:: Text to read
"Mr. Smith Goes To Washington" is the Academy Award®-winning classic directed by Frank Capra. The film is about an idealistic, small-town American senator (James Stewart) who heads to Washington, D.C., and suddenly finds himself single-handedly batting ruthless politicians who are out to destroy him. Receiving a total of eleven 1939 Oscar® nomination (including Best Picture and Best Director), and winning one (Best Writing, Original Story), the film is considered one of Capra's, Stewart's and Columbia's finest films. The film is part of a a collection of six of the most acclaimed and beloved films in Sony Pictures Home Entertainment library. It is presented on 4K Ultra HD disc for the first time ever. This must-own set includes iconic favorites that span the studio's history.
In addition to "Mr. Smith Goes To Washington," the Volume 1 collection features "Lawrence Of Arabia," "Dr. Strangelove Or: How I Learned To Stop Worrying And Love The Bomb," "Gandhi," "A League Of Their Own" and "Jerry Maguire" Each film is fully restored in 4K resolution with High Dynamic Range (HDR). The six films in the Columbia Classics 4K Ultra HD Collection are only available on 4K Ultra HD disc within this special collector's set with a limited-edition run of fewer than 8,000 units in the U.S. Included with the collection is a gorgeous hardbound 80-page book, featuring in-depth sections about the making of each film within the set via an all-new essay written by acclaimed film historian Julie Kirgo. In addition, the set also includes an exclusive disc featuring excerpts from Columbia Pictures' televised 50th anniversary special, which originally aired in 1975 and has never been officially available. These excerpts feature rare on-camera insights from such luminaries as Frank Capra, Phil Silvers and Orson Wells. This exclusive disc also includes the vintage behind-the-scene documentary "Mr. Attenborough and Mr. Gandhi," which was filmed on the set of "Gandhi" and features interviews with cast and crew. (Gary Reber)
Special features include commentary with Frank Capra Jr.; "Frank Capra's American Dream" feature-length documentary (SD 01:49:02); five featurettes: "Frank Capra Jr. Remembers..." (SD 11:51), "Conversation With Frank Capra Jr.: The Golden Years" (SD 17:53 ), "Conversation With Frank Capra Jr.: The Family History: (SD 25:56), "Frank Capra: Collaboration" (SD 19:20 ) and "The Frank Capra I Knew" (HD 13:05); domestic and international theatrical trailers and a Movies Anywhere digital code.
::::
* [To do]
**A)** Answer these from the review:
(i) Which actor plays the senator?
(ii) How many units make up the limited-edition run in the U.S.?
(iii) In what year did Columbia Pictures' televised 50th anniversary special originally air?
**B)** Copy everything in the review from "Special features include" down to "Anywhere digital code.".
**C)** Does each statement agree with the review? Answer yes or no, and quote the words that decide it.
(i) The film won two Oscars.
(ii) Each film in the set is restored in 4K with High Dynamic Range.
(iii) The book included with the collection runs 120 pages.
You won't need the listing that follows the review.
:: Information shown
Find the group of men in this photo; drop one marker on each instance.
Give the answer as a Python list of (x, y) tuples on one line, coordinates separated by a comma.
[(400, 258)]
::::
* [Task responses]
**A)**
(i) James Stewart
(ii) Fewer than 8,000
(iii) 1975

**B)**
Special features include commentary with Frank Capra Jr.; "Frank Capra's American Dream" feature-length documentary (SD 01:49:02); five featurettes: "Frank Capra Jr. Remembers..." (SD 11:51), "Conversation With Frank Capra Jr.: The Golden Years" (SD 17:53 ), "Conversation With Frank Capra Jr.: The Family History: (SD 25:56), "Frank Capra: Collaboration" (SD 19:20 ) and "The Frank Capra I Knew" (HD 13:05); domestic and international theatrical trailers and a Movies Anywhere digital code.

**C)**
(i) No: "winning one (Best Writing, Original Story)"
(ii) Yes: "Each film is fully restored in 4K resolution with High Dynamic Range (HDR)."
(iii) No: "a gorgeous hardbound 80-page book"